"""
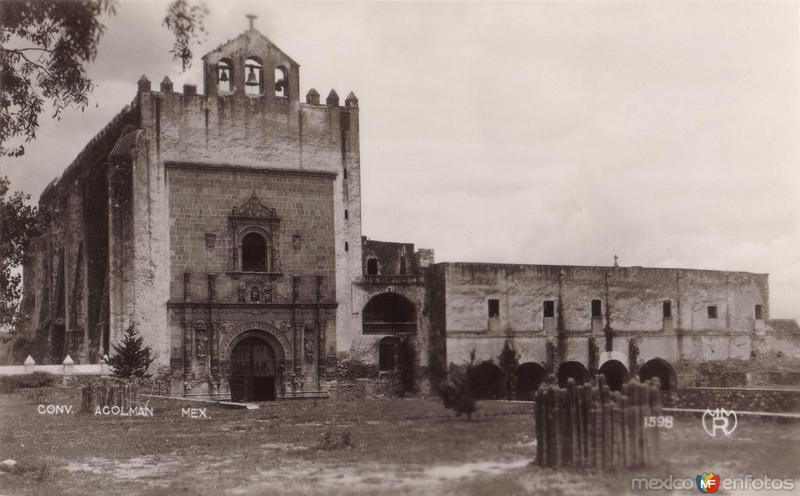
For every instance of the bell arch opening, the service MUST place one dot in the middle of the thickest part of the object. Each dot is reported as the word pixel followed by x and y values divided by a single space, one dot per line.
pixel 257 367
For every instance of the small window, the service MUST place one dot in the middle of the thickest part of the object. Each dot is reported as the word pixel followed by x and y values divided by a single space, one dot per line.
pixel 281 82
pixel 387 353
pixel 597 309
pixel 494 308
pixel 549 309
pixel 372 267
pixel 254 253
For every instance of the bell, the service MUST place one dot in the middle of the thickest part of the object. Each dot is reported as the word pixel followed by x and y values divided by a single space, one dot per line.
pixel 252 80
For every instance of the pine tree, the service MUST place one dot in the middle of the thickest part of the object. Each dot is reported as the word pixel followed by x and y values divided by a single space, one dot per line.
pixel 508 361
pixel 131 357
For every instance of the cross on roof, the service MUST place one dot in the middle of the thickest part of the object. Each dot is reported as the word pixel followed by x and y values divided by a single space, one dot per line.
pixel 251 18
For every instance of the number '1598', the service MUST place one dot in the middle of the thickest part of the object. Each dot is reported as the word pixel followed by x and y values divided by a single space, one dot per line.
pixel 658 421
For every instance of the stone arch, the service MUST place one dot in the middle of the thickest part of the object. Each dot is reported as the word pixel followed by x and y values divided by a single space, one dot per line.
pixel 614 355
pixel 260 329
pixel 486 380
pixel 387 353
pixel 389 313
pixel 573 370
pixel 253 76
pixel 529 376
pixel 616 373
pixel 658 367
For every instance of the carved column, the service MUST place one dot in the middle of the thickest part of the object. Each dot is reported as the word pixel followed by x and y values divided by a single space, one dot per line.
pixel 320 335
pixel 297 352
pixel 187 334
pixel 212 331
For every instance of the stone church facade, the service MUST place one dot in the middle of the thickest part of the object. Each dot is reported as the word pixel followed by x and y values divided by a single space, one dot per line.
pixel 227 226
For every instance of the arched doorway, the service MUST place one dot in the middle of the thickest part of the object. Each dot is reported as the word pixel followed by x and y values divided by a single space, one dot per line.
pixel 256 372
pixel 573 370
pixel 616 374
pixel 529 376
pixel 389 313
pixel 658 367
pixel 486 380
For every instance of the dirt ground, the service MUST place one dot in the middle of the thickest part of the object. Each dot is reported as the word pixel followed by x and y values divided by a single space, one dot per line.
pixel 391 447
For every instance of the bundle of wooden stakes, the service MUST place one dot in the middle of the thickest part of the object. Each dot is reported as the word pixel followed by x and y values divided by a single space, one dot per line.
pixel 592 427
pixel 125 396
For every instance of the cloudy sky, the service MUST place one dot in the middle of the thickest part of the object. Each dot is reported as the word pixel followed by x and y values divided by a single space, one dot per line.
pixel 556 133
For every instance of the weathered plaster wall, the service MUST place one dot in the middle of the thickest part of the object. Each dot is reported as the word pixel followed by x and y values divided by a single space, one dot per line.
pixel 65 278
pixel 632 299
pixel 267 132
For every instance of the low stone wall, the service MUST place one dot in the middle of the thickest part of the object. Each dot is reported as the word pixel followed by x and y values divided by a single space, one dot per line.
pixel 737 399
pixel 65 370
pixel 384 386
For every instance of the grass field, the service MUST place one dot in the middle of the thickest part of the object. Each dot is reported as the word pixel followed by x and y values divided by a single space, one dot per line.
pixel 390 447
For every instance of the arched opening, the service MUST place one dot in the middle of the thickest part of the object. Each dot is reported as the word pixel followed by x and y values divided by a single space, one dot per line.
pixel 486 381
pixel 224 76
pixel 372 267
pixel 389 313
pixel 387 353
pixel 529 376
pixel 658 367
pixel 574 370
pixel 255 253
pixel 254 77
pixel 256 371
pixel 616 374
pixel 281 82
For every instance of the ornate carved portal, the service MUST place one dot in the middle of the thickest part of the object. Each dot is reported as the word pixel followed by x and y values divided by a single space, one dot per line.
pixel 255 371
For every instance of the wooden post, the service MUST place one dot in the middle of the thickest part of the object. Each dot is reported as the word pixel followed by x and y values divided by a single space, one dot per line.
pixel 558 441
pixel 540 429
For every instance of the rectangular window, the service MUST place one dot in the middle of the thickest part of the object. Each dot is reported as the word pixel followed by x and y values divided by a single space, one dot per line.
pixel 549 309
pixel 494 308
pixel 597 309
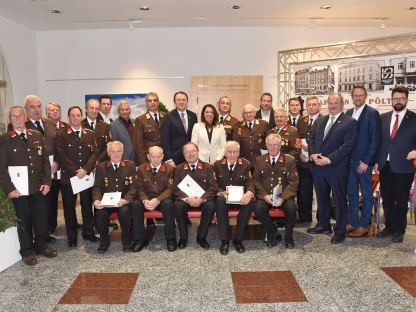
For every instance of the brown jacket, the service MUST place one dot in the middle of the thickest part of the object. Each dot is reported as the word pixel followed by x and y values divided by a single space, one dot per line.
pixel 102 137
pixel 241 175
pixel 108 180
pixel 251 141
pixel 74 153
pixel 267 177
pixel 146 134
pixel 203 175
pixel 15 152
pixel 155 186
pixel 291 143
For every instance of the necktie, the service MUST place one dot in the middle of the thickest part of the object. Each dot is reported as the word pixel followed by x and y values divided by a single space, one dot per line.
pixel 184 122
pixel 395 127
pixel 329 127
pixel 39 127
pixel 23 137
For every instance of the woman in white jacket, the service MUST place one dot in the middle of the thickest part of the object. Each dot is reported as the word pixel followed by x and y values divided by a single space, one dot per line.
pixel 209 135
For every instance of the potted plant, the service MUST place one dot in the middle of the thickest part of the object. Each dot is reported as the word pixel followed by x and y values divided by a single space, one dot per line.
pixel 9 241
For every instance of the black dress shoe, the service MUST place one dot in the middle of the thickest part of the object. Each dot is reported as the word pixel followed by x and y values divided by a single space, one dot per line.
pixel 319 230
pixel 171 244
pixel 139 245
pixel 337 239
pixel 239 247
pixel 224 248
pixel 103 247
pixel 289 243
pixel 202 242
pixel 384 233
pixel 274 240
pixel 91 238
pixel 50 239
pixel 397 238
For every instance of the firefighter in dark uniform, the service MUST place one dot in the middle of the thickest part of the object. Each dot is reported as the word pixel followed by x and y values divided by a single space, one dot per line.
pixel 100 128
pixel 291 143
pixel 147 128
pixel 155 192
pixel 271 170
pixel 77 155
pixel 115 175
pixel 251 134
pixel 203 174
pixel 225 118
pixel 24 147
pixel 233 170
pixel 305 189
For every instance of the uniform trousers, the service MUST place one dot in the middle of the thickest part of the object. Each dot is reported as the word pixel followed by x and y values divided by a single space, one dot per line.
pixel 32 215
pixel 69 201
pixel 103 223
pixel 223 220
pixel 261 210
pixel 207 214
pixel 395 191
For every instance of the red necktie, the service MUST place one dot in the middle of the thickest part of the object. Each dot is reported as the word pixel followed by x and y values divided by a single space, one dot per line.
pixel 395 127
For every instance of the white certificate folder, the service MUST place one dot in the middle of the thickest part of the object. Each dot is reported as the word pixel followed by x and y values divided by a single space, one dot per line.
pixel 79 185
pixel 20 178
pixel 190 187
pixel 234 194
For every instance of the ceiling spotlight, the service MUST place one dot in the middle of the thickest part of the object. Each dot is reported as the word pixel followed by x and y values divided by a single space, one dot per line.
pixel 325 7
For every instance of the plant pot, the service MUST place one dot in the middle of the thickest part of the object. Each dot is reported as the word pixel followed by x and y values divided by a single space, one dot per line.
pixel 9 246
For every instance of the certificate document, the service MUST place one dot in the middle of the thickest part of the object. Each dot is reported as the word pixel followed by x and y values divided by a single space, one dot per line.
pixel 79 185
pixel 20 178
pixel 111 199
pixel 234 194
pixel 190 187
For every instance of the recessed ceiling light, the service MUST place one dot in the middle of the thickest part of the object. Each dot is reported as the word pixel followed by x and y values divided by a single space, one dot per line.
pixel 325 7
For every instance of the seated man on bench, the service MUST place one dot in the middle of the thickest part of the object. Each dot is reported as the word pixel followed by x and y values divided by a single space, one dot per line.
pixel 233 171
pixel 272 170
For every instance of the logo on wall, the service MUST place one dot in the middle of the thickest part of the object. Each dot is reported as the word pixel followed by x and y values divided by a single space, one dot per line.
pixel 387 75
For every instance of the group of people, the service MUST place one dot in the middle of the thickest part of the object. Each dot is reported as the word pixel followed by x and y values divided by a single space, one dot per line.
pixel 277 159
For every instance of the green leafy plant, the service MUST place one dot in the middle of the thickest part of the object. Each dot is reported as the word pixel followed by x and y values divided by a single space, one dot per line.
pixel 7 213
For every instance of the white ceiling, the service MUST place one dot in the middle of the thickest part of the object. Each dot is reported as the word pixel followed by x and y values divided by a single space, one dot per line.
pixel 93 14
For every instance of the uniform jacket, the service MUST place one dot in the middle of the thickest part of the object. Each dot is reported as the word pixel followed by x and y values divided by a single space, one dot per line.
pixel 123 180
pixel 155 186
pixel 15 152
pixel 209 151
pixel 146 134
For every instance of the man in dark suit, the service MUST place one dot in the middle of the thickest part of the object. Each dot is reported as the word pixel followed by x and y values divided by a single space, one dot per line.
pixel 330 148
pixel 362 162
pixel 177 129
pixel 305 189
pixel 396 152
pixel 266 111
pixel 122 130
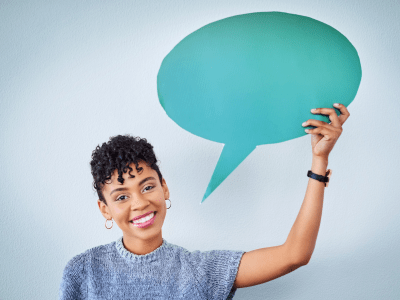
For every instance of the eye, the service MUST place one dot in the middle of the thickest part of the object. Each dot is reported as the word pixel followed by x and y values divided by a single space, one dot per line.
pixel 152 187
pixel 119 198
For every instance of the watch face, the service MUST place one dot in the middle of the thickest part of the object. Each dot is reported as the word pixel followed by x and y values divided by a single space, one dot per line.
pixel 328 174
"""
- Written request:
Your task is to output exactly the lines from the line containing "For every instance of the uniform jacket, the" through the last line, inclusive, leaving every picture out.

- Task solution:
For every instance of the uniform jacket, the service MUST place one dot in the middle of the thickest part of the object. Each dot is reported as the word pixel followed by x and y values divided by a single space, one dot per line.
pixel 123 180
pixel 155 186
pixel 15 152
pixel 209 151
pixel 146 134
For every instance of the man in dark suit, the service MUST place one dot in the middle of the thickest part of the object. Each dot is reported as the word pixel followed by x and y values divided by a single space, one dot per line.
pixel 330 148
pixel 362 162
pixel 177 129
pixel 305 189
pixel 396 152
pixel 266 111
pixel 122 130
For every instance of the eye, the service MUST place one dot in the middle of the thickest part of the object. Each dot is reported as the word pixel followed by x and y values divided by a single space, one dot per line.
pixel 152 187
pixel 119 198
For every instance of the watch face, the service MUST place one dot in the middle of the thickest part of the object. Each dot is reported as the word pixel followed by x and y values divided by a single space, one dot per line.
pixel 328 174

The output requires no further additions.